━━━━━ SUPPLIED TEXT

A Deeper Understanding of Italian Culture
Gabriella Ballardo ’21 and Grace Lin-Cereghino ’21 tell us about their experiences as the first two Vari Italian Studies Fellows.
by Sarah Stoddard ’23
Italian Studies is a topic that is close to the hearts of seniors Gabriella Ballardo (Environmental Studies and Italian Studies) and Grace Lin-Cereghino (Public Health Science and Italian Studies). So, when they were both given the opportunity to be the first Vari Italian Studies Fellows last summer, they were ecstatic. This fellowship, awarded to exceptional Santa Clara University students who exemplify Jesuit values and are majoring or minoring in Italian Studies, gives students the opportunity to gain a deeper understanding of Italian culture through research or community-based internship opportunities. Both Ballardo and Lin-Cereghino participated in local community-based internships where they were able to practice the Italian language, engage with the local Italian community, and gain a deeper and richer understanding of Italian culture.

━━━━━━━━━━

Reproduce everything in the article on the Vari Italian Studies Fellows from "by Sarah Stoddard" down to "of Italian culture.", without changing a word.

━━━━━ RECORD EXCERPTS

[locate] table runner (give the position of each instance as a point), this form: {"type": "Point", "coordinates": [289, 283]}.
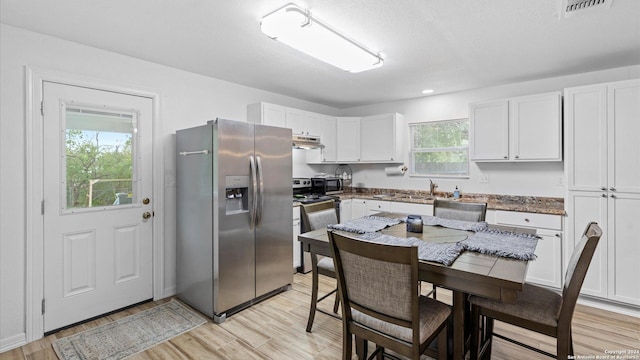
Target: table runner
{"type": "Point", "coordinates": [451, 223]}
{"type": "Point", "coordinates": [365, 224]}
{"type": "Point", "coordinates": [444, 253]}
{"type": "Point", "coordinates": [502, 243]}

━━━━━━━━━━

:: TASK RESPONSE ::
by Sarah Stoddard ’23
Italian Studies is a topic that is close to the hearts of seniors Gabriella Ballardo (Environmental Studies and Italian Studies) and Grace Lin-Cereghino (Public Health Science and Italian Studies). So, when they were both given the opportunity to be the first Vari Italian Studies Fellows last summer, they were ecstatic. This fellowship, awarded to exceptional Santa Clara University students who exemplify Jesuit values and are majoring or minoring in Italian Studies, gives students the opportunity to gain a deeper understanding of Italian culture through research or community-based internship opportunities. Both Ballardo and Lin-Cereghino participated in local community-based internships where they were able to practice the Italian language, engage with the local Italian community, and gain a deeper and richer understanding of Italian culture.